EXERCISE>
Below are the records. Restate word for word every line from the one that contains "If you could mark the river" through the final line, both included.

RAW RECORDS>
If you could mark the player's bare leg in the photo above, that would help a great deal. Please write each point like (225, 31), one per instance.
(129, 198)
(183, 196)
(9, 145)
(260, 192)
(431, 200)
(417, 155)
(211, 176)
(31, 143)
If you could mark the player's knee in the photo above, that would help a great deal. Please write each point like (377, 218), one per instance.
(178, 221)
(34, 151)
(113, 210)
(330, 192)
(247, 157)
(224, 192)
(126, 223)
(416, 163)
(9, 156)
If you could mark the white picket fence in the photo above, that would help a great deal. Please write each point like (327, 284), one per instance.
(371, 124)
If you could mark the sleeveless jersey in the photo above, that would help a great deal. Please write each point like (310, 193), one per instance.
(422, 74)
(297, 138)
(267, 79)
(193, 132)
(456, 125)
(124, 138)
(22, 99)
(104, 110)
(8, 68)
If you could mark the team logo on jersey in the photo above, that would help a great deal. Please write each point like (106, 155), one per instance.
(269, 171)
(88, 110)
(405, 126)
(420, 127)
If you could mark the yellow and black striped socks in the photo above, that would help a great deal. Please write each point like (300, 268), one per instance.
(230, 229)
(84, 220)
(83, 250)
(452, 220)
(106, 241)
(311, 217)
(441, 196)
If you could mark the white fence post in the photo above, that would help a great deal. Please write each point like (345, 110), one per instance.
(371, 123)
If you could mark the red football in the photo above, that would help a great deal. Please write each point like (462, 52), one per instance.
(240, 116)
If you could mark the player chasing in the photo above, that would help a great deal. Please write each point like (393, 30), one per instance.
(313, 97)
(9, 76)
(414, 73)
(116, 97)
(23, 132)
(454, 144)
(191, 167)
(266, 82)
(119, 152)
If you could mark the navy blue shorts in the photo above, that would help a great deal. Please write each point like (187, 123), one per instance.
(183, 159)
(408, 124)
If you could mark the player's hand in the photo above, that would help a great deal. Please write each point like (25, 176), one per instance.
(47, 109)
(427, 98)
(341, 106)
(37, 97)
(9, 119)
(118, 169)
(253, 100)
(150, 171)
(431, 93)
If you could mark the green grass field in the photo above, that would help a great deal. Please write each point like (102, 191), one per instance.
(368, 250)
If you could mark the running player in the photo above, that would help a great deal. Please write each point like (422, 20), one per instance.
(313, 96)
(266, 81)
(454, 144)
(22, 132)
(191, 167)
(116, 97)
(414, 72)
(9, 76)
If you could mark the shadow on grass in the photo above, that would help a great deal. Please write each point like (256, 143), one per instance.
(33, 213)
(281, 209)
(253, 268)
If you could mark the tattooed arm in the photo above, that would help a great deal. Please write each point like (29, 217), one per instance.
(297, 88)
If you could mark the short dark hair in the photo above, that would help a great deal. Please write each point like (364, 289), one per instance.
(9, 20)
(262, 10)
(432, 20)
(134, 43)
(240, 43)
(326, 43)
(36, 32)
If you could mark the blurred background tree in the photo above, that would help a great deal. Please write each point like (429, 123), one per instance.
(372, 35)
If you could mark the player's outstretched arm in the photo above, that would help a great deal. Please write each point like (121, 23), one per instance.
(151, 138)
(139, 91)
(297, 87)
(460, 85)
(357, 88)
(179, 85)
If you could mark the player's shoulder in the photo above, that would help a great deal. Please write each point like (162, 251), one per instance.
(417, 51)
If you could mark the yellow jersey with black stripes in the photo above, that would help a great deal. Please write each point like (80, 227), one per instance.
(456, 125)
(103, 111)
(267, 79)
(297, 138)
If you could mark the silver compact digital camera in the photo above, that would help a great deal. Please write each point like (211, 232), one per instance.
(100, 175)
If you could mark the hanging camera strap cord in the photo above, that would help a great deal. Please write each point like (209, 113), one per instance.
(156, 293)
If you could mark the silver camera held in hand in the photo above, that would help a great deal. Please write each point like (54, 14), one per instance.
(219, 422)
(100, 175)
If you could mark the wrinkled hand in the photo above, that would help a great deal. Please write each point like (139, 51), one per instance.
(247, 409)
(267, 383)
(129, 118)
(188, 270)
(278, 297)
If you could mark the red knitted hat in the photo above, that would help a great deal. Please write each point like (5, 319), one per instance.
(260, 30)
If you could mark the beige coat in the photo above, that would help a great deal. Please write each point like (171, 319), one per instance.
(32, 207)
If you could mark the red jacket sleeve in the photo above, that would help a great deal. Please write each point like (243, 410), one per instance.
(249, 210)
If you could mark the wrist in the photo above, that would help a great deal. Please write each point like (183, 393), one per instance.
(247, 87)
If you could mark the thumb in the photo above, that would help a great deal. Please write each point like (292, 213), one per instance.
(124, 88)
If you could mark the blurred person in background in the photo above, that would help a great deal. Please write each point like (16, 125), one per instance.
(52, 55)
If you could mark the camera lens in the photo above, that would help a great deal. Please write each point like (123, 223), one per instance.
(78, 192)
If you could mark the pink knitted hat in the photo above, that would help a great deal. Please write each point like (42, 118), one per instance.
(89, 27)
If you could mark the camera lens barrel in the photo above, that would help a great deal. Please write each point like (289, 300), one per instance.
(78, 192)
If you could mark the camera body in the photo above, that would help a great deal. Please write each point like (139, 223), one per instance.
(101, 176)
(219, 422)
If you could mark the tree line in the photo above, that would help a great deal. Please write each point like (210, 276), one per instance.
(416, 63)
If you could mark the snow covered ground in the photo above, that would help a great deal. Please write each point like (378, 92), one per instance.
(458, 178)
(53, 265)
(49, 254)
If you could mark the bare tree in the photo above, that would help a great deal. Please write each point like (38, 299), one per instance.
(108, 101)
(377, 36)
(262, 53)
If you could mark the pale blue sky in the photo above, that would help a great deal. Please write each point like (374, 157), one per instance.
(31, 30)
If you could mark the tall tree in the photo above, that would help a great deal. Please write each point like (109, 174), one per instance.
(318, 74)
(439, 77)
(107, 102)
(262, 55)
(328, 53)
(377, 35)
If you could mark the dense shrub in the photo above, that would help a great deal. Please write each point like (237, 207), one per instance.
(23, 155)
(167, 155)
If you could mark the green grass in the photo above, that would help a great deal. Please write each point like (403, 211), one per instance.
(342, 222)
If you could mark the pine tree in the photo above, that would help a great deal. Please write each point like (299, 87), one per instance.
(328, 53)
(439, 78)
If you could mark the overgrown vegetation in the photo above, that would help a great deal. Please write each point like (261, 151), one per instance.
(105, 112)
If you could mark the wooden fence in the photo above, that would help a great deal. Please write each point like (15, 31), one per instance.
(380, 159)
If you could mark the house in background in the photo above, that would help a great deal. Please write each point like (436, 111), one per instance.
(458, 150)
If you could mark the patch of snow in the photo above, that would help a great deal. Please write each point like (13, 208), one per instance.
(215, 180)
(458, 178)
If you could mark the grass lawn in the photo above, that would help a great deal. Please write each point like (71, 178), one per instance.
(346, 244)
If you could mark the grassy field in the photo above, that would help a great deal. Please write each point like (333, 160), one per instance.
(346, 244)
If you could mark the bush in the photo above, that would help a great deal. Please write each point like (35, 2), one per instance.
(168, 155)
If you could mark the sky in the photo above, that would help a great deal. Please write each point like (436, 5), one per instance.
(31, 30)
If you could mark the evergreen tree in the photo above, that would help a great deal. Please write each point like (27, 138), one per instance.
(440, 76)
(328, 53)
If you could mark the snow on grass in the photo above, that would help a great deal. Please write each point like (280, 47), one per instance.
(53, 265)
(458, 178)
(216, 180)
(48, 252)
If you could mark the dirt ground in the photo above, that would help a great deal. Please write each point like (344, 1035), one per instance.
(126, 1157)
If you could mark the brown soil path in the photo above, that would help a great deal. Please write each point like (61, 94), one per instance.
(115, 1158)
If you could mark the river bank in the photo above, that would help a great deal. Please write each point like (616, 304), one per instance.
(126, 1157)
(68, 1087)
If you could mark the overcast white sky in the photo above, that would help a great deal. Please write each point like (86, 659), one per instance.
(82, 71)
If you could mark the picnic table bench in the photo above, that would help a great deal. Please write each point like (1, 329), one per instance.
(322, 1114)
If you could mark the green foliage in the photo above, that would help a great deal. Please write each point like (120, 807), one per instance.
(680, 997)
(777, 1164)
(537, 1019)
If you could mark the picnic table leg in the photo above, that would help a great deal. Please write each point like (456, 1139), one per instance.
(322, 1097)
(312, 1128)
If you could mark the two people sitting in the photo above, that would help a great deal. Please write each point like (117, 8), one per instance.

EXERCISE ANSWER>
If you could mark the river bank in the photo above, that would help a great deal. Please write each point like (616, 304), one per instance.
(126, 1157)
(68, 1087)
If you could mark the overcast white sky in the photo above, that would help a great deal. Please write each point like (86, 659), one per instance.
(82, 71)
If you could mark the picnic table bench in the photo above, that would help a great deal. Please write each point like (1, 329), one per instance.
(322, 1114)
If you could mark the green foliage in the photo above, that would help a great deal. Please write each point like (120, 807), one per instance.
(680, 997)
(777, 1164)
(537, 1019)
If you could mark the picnic table leg in the photo above, that would help a great deal. Please write each point like (456, 1139), one per instance.
(322, 1097)
(312, 1128)
If you could mark the two people sitting in the photo above, that would help a great deal. Please write each point like (117, 8), one per instance.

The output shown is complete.